:: Exercise details ::
Reproduce every line of the data below verbatim, omitting the pictures.

A series of records
┄┄┄┄┄┄

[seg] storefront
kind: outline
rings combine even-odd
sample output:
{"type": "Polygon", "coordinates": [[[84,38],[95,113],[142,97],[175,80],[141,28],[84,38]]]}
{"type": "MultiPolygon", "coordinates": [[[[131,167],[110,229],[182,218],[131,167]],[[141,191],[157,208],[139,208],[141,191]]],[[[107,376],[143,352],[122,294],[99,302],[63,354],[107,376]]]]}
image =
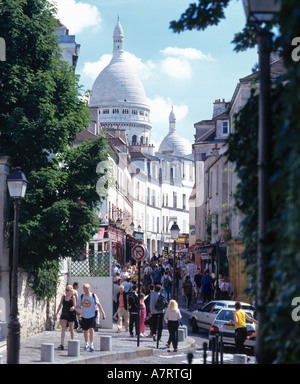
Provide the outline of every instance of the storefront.
{"type": "Polygon", "coordinates": [[[93,237],[93,241],[90,243],[90,249],[93,248],[94,251],[107,251],[108,249],[104,248],[109,247],[109,243],[102,242],[102,239],[111,239],[112,257],[123,265],[125,263],[125,231],[113,228],[110,225],[100,227],[98,234],[93,237]]]}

┄┄┄┄┄┄

:: Answer for the task ::
[seg] storefront
kind: outline
rings combine even-odd
sample output:
{"type": "Polygon", "coordinates": [[[84,38],[95,113],[142,97],[175,80],[141,28],[84,38]]]}
{"type": "MultiPolygon", "coordinates": [[[[131,167],[110,229],[182,218],[131,167]],[[141,191],[157,208],[139,208],[141,191]]],[[[107,376],[143,352],[122,294],[99,302],[63,354],[107,376]]]]}
image =
Provide the outline of every instance of the storefront.
{"type": "Polygon", "coordinates": [[[93,237],[93,241],[90,243],[90,249],[93,248],[94,251],[107,251],[108,249],[104,248],[109,247],[109,243],[102,242],[102,239],[111,239],[112,257],[123,265],[125,263],[125,231],[113,228],[110,225],[100,227],[98,234],[93,237]]]}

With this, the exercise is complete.